**REQUIREMENTS**
Rewrite the rows below as a single numbered list with one line per item and no blank lines. Omit the pictures.

**INPUT**
++++
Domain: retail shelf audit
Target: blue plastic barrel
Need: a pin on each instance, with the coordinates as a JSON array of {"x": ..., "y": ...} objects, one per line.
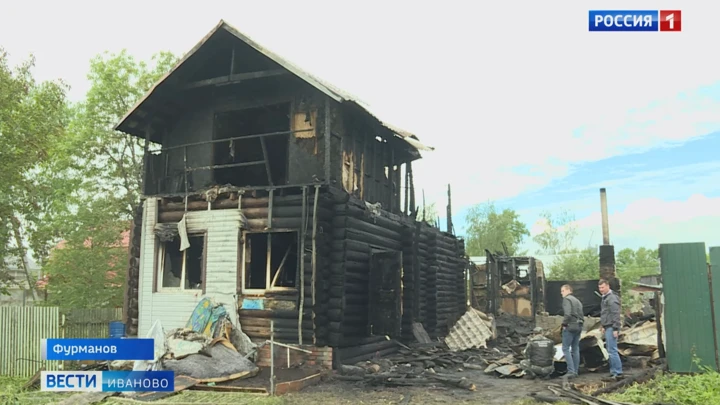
[{"x": 117, "y": 329}]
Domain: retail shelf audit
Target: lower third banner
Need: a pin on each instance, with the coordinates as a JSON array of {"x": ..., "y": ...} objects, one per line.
[{"x": 108, "y": 381}]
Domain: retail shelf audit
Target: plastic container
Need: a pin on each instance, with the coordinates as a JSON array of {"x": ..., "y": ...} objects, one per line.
[{"x": 117, "y": 329}]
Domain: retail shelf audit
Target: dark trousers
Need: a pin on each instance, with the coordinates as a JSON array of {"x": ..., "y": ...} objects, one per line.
++++
**CORRECT RESULT**
1. Domain: retail shelf audit
2. Target: blue plastic barrel
3. Need: a pin on each instance, with the coordinates as a JSON array of {"x": ..., "y": ...} objects, one per line.
4. [{"x": 117, "y": 329}]
5. Domain: retail shelf audit
6. Target: lower third banner
7. Need: a pin on each instance, with the coordinates as a JSON array of {"x": ..., "y": ...} objects, one per line.
8. [{"x": 108, "y": 381}]
9. Domain: retail shelf audit
10. Target: plastic container
11. Need: a pin on each instance, with the coordinates as a JSON array of {"x": ..., "y": ...} objects, one per line.
12. [{"x": 117, "y": 329}]
13. Domain: retail shelf audit
14. Target: dark trousers
15. Need: a pin on each instance, with the coordinates as a JSON array of {"x": ..., "y": ...} objects, one per line.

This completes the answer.